* SET TASK:
Without omitting anything, return the records precisely as given.

* Point labeling dataset excerpts:
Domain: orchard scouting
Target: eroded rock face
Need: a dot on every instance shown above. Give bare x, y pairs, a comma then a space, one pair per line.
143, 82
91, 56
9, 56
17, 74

* FULL OUTPUT:
Domain: orchard scouting
Target: eroded rock face
Need: a dot on every instance shown above. Give bare x, y pairs, a comma then a space, one pair per line.
143, 82
91, 56
9, 56
17, 74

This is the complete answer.